# Problem
Repeat each line word for word.
┄┄┄┄┄┄┄┄┄┄
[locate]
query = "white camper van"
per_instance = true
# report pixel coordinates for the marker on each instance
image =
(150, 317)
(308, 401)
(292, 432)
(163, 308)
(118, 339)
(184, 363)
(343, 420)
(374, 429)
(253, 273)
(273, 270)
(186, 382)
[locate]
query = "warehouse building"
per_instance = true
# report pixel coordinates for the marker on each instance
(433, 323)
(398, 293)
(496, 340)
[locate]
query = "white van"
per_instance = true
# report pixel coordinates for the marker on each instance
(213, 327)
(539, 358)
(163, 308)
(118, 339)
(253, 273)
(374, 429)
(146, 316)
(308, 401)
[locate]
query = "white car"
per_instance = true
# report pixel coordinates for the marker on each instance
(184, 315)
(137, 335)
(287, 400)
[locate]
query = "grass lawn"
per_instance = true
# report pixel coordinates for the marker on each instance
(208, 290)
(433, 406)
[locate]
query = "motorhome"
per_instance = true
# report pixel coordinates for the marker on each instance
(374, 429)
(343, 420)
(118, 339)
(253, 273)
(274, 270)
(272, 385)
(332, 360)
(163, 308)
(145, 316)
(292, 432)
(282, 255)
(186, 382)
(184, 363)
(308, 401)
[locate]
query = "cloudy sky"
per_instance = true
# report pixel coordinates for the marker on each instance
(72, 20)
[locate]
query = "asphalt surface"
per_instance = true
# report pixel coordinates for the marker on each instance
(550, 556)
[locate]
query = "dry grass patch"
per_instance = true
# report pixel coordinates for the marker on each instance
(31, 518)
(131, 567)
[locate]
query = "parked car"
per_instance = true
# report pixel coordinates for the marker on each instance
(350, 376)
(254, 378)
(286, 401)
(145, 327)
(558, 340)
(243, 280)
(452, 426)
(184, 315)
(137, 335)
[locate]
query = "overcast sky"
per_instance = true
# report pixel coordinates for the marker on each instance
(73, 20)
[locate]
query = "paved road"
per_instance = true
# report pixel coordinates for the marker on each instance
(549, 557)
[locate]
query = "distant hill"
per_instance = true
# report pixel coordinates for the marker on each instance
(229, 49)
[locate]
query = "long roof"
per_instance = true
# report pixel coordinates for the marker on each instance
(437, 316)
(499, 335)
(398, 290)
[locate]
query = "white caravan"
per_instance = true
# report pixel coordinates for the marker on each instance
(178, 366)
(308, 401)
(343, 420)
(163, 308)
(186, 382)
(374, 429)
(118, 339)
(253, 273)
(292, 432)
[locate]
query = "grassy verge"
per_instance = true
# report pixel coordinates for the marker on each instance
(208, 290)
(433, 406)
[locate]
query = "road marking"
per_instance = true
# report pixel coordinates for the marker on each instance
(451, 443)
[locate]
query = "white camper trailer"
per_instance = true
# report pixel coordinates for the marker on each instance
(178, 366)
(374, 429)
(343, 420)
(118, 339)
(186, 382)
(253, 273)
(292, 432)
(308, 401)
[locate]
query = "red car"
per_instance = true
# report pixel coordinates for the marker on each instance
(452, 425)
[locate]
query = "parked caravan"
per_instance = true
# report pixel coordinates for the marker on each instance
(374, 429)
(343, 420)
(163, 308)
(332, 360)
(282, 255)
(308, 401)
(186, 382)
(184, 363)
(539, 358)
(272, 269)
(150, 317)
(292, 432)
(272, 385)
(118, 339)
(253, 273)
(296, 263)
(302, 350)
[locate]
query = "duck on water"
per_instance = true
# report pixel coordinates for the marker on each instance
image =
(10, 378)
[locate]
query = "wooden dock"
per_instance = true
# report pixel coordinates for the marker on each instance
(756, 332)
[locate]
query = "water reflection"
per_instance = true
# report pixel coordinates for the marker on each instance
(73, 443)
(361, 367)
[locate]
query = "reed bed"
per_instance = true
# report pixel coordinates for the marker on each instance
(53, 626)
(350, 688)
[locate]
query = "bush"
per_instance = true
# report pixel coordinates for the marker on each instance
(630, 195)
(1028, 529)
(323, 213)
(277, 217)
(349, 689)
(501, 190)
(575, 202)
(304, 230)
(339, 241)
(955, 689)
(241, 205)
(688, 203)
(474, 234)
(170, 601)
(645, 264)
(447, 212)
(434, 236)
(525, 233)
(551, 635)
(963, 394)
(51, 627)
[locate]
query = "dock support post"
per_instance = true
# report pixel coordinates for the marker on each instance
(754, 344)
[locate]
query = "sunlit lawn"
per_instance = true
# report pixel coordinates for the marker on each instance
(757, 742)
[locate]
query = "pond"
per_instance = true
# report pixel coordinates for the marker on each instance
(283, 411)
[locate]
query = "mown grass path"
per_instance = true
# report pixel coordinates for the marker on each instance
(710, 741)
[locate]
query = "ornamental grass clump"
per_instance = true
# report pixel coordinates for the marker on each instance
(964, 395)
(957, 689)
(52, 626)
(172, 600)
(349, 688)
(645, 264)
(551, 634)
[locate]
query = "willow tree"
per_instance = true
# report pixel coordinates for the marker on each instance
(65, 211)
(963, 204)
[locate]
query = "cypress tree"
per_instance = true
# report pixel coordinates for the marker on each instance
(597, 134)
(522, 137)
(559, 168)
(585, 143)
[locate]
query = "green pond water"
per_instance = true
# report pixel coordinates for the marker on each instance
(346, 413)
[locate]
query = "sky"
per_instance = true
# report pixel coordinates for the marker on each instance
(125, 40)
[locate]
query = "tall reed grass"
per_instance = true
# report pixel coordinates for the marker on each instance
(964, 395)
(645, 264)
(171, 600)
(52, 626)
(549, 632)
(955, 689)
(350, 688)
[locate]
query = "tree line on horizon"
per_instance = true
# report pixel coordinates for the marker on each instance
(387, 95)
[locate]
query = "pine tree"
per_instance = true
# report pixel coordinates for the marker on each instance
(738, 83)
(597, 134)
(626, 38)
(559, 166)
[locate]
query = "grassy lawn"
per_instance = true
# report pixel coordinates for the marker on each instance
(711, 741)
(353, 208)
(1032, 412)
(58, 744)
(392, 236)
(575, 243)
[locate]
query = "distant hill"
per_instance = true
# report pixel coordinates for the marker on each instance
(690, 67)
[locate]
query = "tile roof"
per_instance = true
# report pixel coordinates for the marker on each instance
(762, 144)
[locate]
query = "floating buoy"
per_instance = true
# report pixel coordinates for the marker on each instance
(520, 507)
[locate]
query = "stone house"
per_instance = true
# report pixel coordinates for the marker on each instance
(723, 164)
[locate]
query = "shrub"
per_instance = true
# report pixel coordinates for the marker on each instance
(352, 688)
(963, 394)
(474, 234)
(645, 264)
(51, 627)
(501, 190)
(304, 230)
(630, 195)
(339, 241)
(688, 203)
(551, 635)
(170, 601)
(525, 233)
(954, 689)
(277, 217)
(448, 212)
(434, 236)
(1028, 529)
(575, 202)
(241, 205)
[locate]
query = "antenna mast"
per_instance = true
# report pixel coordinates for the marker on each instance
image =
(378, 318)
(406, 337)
┄┄┄┄┄┄┄┄┄┄
# The result
[locate]
query = "white camper van"
per_instance = true
# report pixel coordinates for the marker on each instance
image =
(150, 317)
(308, 401)
(292, 432)
(163, 308)
(118, 339)
(184, 363)
(343, 420)
(374, 429)
(253, 273)
(273, 270)
(186, 382)
[locate]
query = "warehouse building"
per_instance = true
# report pixel coordinates for the marker on each instance
(433, 323)
(398, 293)
(496, 340)
[locate]
query = "white van"
per_instance = true
# report pixel coordinates for the marker on each instance
(213, 327)
(539, 358)
(163, 308)
(118, 339)
(253, 273)
(374, 429)
(146, 316)
(308, 401)
[locate]
query = "white car"
per_instance = true
# report pixel coordinates for the marker on each instance
(184, 315)
(137, 335)
(287, 400)
[locate]
query = "grass lawn"
per_instance = true
# report pixel coordinates for the marker on each instance
(208, 290)
(433, 406)
[locate]
query = "motorhome"
per_instance = true
# report pixel coordinates for the marker on each instance
(374, 429)
(343, 420)
(118, 339)
(253, 273)
(274, 270)
(272, 385)
(332, 360)
(163, 308)
(145, 316)
(292, 432)
(282, 255)
(186, 382)
(184, 363)
(308, 401)
[locate]
query = "cloudy sky"
per_instance = true
# report pixel coordinates for the marker on each instance
(72, 20)
[locate]
query = "asphalt surface"
per_instance = true
# report pixel coordinates for the marker on each instance
(550, 556)
[locate]
query = "dry grass patch"
per_instance = true
# report pixel coordinates for the marker on each instance
(31, 518)
(131, 567)
[locate]
query = "parked car"
per_instance = true
# report pixel coordinates for the marker on each instance
(350, 376)
(254, 378)
(286, 401)
(145, 327)
(558, 340)
(243, 280)
(452, 426)
(184, 315)
(137, 335)
[locate]
query = "overcast sky"
per_instance = true
# report pixel coordinates for the marker on each instance
(73, 20)
[locate]
query = "paved road"
per_instance = true
# report pixel coordinates for the marker on each instance
(549, 557)
[locate]
query = "distant hill"
per_instance = true
# report pixel coordinates for the marker on each instance
(229, 49)
[locate]
query = "long roof"
per_instance = true
# report pixel coordinates for the marker on each instance
(437, 316)
(499, 335)
(398, 290)
[locate]
query = "white caravan"
per_instance = true
# report pixel coordinates for the marker on each instance
(178, 366)
(308, 401)
(343, 420)
(163, 308)
(186, 382)
(374, 429)
(118, 339)
(253, 273)
(292, 432)
[locate]
query = "grassy verge"
per_instance = true
# report pixel coordinates for the marker on each instance
(208, 290)
(433, 406)
[locate]
query = "road marking"
per_instance = true
# report pixel coordinates for the marker on each instance
(451, 443)
[locate]
query = "white camper trailer"
per_instance = true
# report pixel coordinates for the marker on each instance
(178, 366)
(374, 429)
(343, 420)
(118, 339)
(186, 382)
(253, 273)
(292, 432)
(308, 401)
[locate]
query = "red car"
per_instance = true
# report pixel coordinates for the marker on each instance
(452, 425)
[locate]
query = "parked caravan"
per_instance = true
# report pixel coordinates for the marker on each instance
(374, 429)
(343, 420)
(163, 308)
(332, 360)
(282, 255)
(308, 401)
(186, 382)
(184, 363)
(539, 358)
(272, 269)
(150, 317)
(292, 432)
(272, 385)
(118, 339)
(253, 273)
(296, 263)
(302, 350)
[locate]
query = "duck on water"
per_instance = true
# report pixel coordinates for the marker on each instance
image =
(10, 378)
[locate]
query = "wooden dock"
per_instance = true
# report pixel coordinates for the marker on each instance
(756, 332)
[locate]
query = "water reflection"
per_instance = true
# report pixel coordinates for the marker on each instance
(73, 443)
(361, 367)
[locate]
query = "reed bed"
per_instance = true
# report pixel coordinates for the marker on each instance
(53, 626)
(350, 688)
[locate]
query = "bush"
per_instance = true
# report pixel coordinates for the marker on each instance
(630, 195)
(1028, 529)
(323, 213)
(277, 217)
(349, 689)
(501, 190)
(575, 202)
(304, 230)
(339, 241)
(955, 689)
(241, 205)
(688, 203)
(474, 234)
(170, 601)
(645, 264)
(447, 212)
(434, 236)
(525, 233)
(551, 635)
(963, 394)
(51, 627)
[locate]
query = "dock support post"
per_instance = true
# report pixel coordinates for the marker on each instance
(754, 344)
[locate]
query = "sunlit lawn"
per_instance = true
# report pixel coordinates for the marker on each instance
(757, 742)
[locate]
query = "pond"
per_instance = true
# report pixel coordinates for the marker on each instance
(283, 411)
[locate]
query = "mown grass path"
per_instance = true
# report pixel coordinates for the marker on each instance
(710, 741)
[locate]
query = "ornamental grass clump"
per_instance = true
# report pixel coordinates for the marker on each instance
(964, 395)
(957, 689)
(52, 626)
(172, 600)
(349, 688)
(645, 264)
(551, 634)
[locate]
query = "willow tree"
per_instance = true
# report pixel coordinates for the marker on each instance
(65, 211)
(963, 204)
[locate]
query = "cypress tree"
per_instance = true
# report pixel coordinates for the marker on each instance
(597, 134)
(522, 137)
(559, 168)
(585, 143)
[locate]
query = "green pond water"
per_instance = true
# report pixel coordinates for the marker on each instance
(346, 413)
[locate]
query = "sky"
per_instance = true
# report pixel coordinates for the marker on each instance
(125, 40)
[locate]
query = "tall reed grass"
per_instance = true
# report pixel coordinates for the marker on each instance
(964, 395)
(645, 264)
(171, 600)
(52, 626)
(549, 632)
(955, 689)
(350, 688)
[locate]
query = "tree line on horizon"
per_instance = true
# report pixel coordinates for the marker on each instance
(387, 95)
[locate]
query = "pine tree"
per_instance = true
# report pixel coordinates for the marker on each instance
(738, 83)
(597, 134)
(626, 38)
(559, 166)
[locate]
query = "grassy lawn"
per_instance = true
# report pixel coordinates for the marker on each instance
(711, 741)
(353, 208)
(1032, 412)
(58, 744)
(392, 236)
(575, 243)
[locate]
query = "distant hill"
per_instance = true
# report pixel coordinates for the marker on each instance
(690, 67)
[locate]
query = "tile roof"
per_instance = true
# report pixel coordinates for the marker on each instance
(762, 144)
[locate]
query = "floating buoy"
per_instance = true
# report pixel coordinates for the marker on each instance
(520, 507)
[locate]
query = "stone house"
per_instance = true
# report pixel coordinates for the marker on each instance
(723, 164)
[locate]
query = "shrub"
per_instance = true
# report pixel coordinates for the marker on each instance
(352, 688)
(963, 394)
(474, 234)
(645, 264)
(51, 627)
(501, 190)
(304, 230)
(630, 195)
(339, 241)
(688, 203)
(551, 635)
(170, 601)
(525, 233)
(954, 689)
(277, 217)
(448, 212)
(434, 236)
(1028, 529)
(575, 202)
(241, 205)
[locate]
query = "antenna mast"
per_instance = true
# report pixel coordinates for the marker on each instance
image =
(378, 318)
(406, 337)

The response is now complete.